— START OF Record excerpts —
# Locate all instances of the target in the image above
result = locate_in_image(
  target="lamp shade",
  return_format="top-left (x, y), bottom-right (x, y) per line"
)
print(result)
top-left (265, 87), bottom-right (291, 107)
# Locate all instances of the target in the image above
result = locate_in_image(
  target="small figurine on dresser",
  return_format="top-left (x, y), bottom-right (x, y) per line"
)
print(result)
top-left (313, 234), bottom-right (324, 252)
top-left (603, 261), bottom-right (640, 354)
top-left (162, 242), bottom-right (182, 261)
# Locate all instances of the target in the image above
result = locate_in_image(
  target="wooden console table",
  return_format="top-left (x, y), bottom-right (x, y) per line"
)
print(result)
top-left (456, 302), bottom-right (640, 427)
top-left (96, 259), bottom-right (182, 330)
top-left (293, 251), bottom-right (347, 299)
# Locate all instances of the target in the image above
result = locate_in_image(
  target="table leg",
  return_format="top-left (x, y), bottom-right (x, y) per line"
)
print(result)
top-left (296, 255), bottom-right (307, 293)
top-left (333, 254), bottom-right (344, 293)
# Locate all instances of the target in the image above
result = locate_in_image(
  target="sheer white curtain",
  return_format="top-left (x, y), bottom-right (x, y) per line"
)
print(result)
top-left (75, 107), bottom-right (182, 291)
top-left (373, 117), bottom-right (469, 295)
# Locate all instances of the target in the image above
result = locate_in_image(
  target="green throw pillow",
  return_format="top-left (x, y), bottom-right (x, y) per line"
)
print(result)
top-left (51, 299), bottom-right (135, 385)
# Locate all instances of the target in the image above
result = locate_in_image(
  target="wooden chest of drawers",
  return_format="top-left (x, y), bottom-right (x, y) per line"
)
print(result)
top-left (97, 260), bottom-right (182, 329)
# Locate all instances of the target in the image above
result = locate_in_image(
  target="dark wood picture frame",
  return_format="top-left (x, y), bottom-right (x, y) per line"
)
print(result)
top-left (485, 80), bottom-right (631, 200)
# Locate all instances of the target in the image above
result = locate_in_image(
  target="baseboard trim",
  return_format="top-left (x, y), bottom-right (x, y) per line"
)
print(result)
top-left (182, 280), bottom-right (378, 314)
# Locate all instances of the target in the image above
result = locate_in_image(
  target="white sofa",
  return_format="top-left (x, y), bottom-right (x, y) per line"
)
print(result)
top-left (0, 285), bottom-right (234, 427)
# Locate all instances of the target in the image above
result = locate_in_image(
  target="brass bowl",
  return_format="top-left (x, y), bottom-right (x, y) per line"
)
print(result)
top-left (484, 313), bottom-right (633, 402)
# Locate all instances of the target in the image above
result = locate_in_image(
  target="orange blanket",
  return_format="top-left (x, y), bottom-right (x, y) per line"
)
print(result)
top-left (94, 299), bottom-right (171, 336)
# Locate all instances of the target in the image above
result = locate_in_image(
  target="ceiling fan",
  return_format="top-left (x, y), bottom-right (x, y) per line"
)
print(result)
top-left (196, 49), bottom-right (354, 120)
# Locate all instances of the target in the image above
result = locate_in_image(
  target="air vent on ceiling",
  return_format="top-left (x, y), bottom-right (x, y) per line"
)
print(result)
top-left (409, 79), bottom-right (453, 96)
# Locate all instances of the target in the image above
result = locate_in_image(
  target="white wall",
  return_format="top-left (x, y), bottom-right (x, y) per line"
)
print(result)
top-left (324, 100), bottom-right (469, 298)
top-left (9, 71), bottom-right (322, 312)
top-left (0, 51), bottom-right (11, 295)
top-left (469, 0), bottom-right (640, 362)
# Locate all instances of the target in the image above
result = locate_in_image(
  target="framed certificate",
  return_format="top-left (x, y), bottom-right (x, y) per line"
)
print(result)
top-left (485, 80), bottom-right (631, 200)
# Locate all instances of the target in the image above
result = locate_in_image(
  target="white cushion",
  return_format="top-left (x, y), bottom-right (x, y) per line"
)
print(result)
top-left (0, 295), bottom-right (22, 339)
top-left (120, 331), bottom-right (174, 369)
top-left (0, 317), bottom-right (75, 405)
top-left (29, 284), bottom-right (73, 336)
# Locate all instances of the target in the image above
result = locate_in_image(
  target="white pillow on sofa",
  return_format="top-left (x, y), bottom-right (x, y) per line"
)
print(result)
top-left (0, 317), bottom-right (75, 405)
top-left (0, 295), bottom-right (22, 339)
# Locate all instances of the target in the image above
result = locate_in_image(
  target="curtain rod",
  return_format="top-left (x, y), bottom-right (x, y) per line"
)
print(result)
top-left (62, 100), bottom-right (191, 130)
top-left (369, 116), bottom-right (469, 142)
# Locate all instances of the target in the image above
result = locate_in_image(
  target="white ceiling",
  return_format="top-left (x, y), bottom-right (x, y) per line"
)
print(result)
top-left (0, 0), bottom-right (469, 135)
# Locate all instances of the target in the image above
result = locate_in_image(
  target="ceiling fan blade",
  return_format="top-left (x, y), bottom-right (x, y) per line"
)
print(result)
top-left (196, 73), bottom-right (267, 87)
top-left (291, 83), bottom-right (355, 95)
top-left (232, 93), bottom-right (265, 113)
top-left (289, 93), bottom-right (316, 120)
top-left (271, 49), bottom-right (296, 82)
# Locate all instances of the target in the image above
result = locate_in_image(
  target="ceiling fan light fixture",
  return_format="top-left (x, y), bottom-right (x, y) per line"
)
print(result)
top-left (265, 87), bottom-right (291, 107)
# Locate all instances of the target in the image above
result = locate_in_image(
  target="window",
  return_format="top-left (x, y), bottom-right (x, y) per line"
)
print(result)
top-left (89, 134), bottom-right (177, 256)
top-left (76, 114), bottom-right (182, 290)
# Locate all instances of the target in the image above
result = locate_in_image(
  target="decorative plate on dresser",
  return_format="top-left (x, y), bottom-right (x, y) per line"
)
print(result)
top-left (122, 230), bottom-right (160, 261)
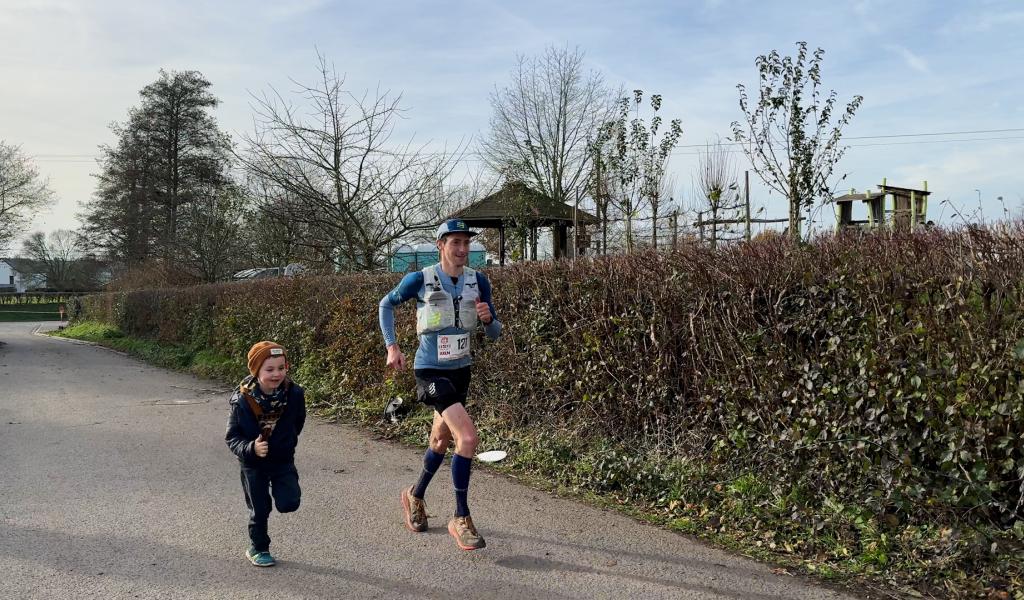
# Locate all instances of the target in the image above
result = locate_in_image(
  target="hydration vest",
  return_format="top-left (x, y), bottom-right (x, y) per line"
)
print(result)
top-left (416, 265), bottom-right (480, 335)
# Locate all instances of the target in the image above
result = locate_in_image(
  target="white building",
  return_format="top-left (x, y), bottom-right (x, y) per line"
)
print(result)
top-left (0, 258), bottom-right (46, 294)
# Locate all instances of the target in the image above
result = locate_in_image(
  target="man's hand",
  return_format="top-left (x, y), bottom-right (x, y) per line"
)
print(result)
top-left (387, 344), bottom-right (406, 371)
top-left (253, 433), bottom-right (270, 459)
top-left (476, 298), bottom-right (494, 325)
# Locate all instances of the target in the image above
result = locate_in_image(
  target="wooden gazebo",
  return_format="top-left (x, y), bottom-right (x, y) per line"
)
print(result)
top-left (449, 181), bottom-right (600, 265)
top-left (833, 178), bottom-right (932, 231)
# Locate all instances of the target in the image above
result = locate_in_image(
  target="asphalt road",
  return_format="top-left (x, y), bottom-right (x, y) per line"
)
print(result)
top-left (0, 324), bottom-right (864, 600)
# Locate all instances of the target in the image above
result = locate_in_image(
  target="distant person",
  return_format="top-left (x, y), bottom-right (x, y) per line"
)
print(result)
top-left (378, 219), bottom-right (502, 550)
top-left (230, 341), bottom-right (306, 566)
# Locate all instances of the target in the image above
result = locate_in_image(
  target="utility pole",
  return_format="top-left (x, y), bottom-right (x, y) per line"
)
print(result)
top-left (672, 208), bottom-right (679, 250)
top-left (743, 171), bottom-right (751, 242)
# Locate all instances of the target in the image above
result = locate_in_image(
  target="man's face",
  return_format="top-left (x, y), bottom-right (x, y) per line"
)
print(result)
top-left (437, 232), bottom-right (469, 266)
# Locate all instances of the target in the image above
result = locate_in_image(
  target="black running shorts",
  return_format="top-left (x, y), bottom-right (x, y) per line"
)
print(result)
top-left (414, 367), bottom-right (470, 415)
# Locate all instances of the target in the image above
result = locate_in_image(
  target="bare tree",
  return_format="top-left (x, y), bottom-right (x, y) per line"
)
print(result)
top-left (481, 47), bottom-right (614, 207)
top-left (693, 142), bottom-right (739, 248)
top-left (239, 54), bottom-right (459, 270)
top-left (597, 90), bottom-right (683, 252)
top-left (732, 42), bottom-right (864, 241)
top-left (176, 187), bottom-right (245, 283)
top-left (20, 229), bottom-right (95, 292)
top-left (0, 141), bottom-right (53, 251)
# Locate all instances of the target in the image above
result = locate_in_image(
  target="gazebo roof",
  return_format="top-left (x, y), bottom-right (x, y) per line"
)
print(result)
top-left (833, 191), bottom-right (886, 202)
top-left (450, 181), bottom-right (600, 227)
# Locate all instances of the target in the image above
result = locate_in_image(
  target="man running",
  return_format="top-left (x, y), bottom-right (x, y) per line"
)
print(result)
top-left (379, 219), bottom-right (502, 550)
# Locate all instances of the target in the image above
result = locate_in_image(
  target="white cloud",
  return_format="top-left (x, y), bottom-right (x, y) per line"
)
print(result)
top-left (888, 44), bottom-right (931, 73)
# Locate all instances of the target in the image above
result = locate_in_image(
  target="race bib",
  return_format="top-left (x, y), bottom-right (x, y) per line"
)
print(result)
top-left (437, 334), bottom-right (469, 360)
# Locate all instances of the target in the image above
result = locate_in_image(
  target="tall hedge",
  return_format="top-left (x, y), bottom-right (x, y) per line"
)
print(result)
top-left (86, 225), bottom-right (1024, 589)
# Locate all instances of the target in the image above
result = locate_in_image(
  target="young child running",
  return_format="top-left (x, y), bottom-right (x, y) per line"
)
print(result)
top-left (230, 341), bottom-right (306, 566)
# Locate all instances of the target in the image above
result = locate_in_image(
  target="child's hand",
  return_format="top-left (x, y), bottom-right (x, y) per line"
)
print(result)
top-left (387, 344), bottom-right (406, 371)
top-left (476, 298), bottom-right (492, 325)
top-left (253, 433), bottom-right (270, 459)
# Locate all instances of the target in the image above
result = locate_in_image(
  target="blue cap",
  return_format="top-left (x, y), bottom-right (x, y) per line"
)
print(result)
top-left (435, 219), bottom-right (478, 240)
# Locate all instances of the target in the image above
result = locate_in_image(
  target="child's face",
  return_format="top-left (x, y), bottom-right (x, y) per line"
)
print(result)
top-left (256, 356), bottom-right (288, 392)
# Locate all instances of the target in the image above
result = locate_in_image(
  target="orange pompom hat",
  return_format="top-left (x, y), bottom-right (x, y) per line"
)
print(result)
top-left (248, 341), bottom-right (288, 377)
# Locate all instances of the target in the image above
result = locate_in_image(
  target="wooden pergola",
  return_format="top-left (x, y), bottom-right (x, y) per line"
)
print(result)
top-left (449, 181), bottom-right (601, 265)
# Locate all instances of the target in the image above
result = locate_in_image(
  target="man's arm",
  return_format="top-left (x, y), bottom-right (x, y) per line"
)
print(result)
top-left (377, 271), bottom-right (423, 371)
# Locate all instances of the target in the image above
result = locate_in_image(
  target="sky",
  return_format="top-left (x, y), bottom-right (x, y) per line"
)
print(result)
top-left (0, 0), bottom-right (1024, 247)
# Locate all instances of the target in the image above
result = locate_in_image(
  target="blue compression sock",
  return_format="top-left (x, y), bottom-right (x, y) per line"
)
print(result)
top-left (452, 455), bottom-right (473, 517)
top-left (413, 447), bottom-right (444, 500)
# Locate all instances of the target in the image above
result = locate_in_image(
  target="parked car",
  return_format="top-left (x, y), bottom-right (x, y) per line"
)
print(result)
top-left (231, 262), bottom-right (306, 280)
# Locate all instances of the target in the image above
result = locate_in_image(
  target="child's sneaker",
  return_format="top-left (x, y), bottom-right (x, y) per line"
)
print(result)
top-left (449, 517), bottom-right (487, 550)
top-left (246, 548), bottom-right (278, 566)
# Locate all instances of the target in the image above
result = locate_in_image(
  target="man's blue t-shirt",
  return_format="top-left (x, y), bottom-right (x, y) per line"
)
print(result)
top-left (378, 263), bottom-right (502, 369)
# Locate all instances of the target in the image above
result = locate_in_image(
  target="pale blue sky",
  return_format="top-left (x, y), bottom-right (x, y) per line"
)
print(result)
— END OF Record excerpts —
* **Task instructions**:
Pull out every line in the listing above that contains the string "pillow", and copy each one in full.

* **The answer**:
  target="green throw pillow",
  target="white pillow on sofa",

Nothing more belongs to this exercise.